(Coordinate annotation records)
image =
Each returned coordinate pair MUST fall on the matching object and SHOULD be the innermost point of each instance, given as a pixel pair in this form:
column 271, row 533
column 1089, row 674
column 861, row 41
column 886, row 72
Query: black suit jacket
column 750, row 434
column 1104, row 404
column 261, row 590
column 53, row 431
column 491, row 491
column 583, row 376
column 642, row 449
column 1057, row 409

> _What the task asks_
Can you reproduce all the material exactly?

> _Result of the exercise_
image =
Each returned coordinate pair MUST fall on the matching object and SHOULD be the innermost point of each instance, given as a pixel pair in this form:
column 271, row 533
column 1089, row 674
column 861, row 41
column 886, row 72
Query: black suit jacket
column 750, row 434
column 1104, row 404
column 261, row 590
column 53, row 431
column 491, row 491
column 583, row 376
column 642, row 449
column 1057, row 409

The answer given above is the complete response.